***** Selected excerpt

Peter Zijlstra Feb. 12, 2025, 10:59 a.m. UTC | #3

On Wed, Feb 12, 2025 at 11:44:01AM +0100, Brendan Jackman wrote:
> They apply to 60675d4ca1ef0 ("Merge branch 'linus' into x86/mm, to
> pick up fixes").

Why some random commit? Shouldn't this be against a sensible branch or
something, like perhaps tip/x86/mm ?

Rik van Riel Feb. 12, 2025, 3:39 p.m. UTC | #4

On Wed, 2025-02-12 at 11:59 +0100, Peter Zijlstra wrote:
> On Wed, Feb 12, 2025 at 11:44:01AM +0100, Brendan Jackman wrote:
> > They apply to 60675d4ca1ef0 ("Merge branch 'linus' into x86/mm, to
> > pick up fixes").
> 
> Why some random commit? Shouldn't this be against a sensible branch
> or
> something, like perhaps tip/x86/mm ?
> 
Let me rebase these against current tip/x86/mm
and apply the latest suggested cleanups!

Sean Christopherson Feb. 12, 2025, 4:30 p.m. UTC | #5

On Wed, Feb 12, 2025, Brendan Jackman wrote:
> They apply to 60675d4ca1ef0 ("Merge branch 'linus' into x86/mm, to
> pick up fixes").
> 
> Rik, can I refer you to the BASE TREE INFORMATION section of man
> git-format-patch. I haven't used that feature lately (b4 takes care of
> this) but it looks like --base=auto will add the necessary info, or
> IIRC there's a way to make that behaviour the default.

**********
***** Provided material

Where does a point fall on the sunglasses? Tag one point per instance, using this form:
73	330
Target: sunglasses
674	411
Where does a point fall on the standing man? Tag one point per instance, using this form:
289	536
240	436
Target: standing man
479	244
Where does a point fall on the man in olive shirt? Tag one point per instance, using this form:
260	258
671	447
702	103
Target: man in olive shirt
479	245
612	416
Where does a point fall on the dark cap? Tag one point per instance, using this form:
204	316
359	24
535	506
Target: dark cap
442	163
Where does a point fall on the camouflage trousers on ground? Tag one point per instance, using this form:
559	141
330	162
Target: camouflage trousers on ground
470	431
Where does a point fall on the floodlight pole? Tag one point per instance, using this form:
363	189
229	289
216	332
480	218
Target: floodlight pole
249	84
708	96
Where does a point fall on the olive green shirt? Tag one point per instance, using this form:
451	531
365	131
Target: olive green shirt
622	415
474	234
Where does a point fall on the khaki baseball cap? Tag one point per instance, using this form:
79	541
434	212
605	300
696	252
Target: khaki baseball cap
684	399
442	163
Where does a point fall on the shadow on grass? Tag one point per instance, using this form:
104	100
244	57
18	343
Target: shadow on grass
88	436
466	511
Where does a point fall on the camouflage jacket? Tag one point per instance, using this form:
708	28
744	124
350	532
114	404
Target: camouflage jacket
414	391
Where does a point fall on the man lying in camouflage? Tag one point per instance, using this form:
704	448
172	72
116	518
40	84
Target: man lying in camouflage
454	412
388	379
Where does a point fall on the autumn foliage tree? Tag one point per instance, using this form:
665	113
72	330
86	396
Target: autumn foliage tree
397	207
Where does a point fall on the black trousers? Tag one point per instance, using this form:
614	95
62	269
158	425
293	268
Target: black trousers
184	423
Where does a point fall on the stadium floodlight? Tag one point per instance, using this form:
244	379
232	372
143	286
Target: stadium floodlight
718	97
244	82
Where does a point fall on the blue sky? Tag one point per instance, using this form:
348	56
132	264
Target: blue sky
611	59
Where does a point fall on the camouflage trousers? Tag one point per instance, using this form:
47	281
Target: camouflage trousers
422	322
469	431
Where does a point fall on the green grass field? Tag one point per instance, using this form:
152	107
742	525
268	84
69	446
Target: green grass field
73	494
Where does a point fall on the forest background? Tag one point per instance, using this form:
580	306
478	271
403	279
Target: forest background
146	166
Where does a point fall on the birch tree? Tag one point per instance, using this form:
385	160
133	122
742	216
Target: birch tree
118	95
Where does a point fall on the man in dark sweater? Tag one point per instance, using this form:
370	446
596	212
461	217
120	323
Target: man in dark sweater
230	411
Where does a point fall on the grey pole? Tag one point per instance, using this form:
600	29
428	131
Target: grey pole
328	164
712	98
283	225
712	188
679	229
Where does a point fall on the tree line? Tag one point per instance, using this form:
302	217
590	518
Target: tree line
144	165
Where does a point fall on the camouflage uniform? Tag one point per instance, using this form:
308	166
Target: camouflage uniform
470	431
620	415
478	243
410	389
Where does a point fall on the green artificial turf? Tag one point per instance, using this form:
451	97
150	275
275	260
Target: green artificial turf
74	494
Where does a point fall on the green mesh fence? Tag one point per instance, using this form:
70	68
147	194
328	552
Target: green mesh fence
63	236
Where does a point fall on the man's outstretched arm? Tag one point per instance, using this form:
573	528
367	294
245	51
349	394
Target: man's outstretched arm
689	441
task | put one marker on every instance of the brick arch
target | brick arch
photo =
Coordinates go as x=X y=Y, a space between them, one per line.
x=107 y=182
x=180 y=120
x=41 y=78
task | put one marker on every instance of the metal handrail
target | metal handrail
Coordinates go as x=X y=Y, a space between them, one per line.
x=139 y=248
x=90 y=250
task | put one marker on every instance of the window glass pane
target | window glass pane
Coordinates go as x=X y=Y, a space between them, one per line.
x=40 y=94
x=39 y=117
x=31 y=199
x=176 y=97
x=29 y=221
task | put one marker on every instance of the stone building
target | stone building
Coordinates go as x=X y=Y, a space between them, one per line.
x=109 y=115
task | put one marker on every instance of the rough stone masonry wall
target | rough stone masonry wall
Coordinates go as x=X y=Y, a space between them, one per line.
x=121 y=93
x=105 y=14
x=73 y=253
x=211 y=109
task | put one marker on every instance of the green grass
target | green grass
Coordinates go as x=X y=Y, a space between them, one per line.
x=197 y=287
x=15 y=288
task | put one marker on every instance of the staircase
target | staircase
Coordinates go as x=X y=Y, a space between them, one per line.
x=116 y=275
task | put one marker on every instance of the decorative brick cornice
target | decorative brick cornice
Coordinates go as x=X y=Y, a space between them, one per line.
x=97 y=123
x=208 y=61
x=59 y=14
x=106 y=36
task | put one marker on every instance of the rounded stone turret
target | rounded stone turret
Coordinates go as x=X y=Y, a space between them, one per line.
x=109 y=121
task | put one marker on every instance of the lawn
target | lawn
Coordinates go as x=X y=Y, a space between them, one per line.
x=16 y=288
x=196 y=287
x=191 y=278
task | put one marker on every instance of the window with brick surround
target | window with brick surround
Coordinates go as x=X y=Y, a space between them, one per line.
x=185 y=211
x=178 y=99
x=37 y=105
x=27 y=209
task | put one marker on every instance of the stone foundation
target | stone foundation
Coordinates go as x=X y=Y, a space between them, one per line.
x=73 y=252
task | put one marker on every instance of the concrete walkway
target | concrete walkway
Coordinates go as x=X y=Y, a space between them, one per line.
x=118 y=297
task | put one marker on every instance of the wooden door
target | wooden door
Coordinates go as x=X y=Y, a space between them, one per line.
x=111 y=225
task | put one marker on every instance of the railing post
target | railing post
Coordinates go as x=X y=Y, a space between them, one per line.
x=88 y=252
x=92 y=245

**********

__Stated problem A__:
Transcribe the part of the patch thread starting at "Rik van Riel" and ending at "latest suggested cleanups!".
__Stated problem B__:
Pull out every line of the listing that holds the word "brick".
The mailing-list thread and the listing have nothing to do with each other.

__Finished answer A__:
Rik van Riel Feb. 12, 2025, 3:39 p.m. UTC | #4

On Wed, 2025-02-12 at 11:59 +0100, Peter Zijlstra wrote:
> On Wed, Feb 12, 2025 at 11:44:01AM +0100, Brendan Jackman wrote:
> > They apply to 60675d4ca1ef0 ("Merge branch 'linus' into x86/mm, to
> > pick up fixes").
> 
> Why some random commit? Shouldn't this be against a sensible branch
> or
> something, like perhaps tip/x86/mm ?
> 
Let me rebase these against current tip/x86/mm
and apply the latest suggested cleanups!

__Finished answer B__:
task | put one marker on every instance of the brick arch
target | brick arch
task | put one marker on every instance of the decorative brick cornice
target | decorative brick cornice
task | put one marker on every instance of the window with brick surround
target | window with brick surround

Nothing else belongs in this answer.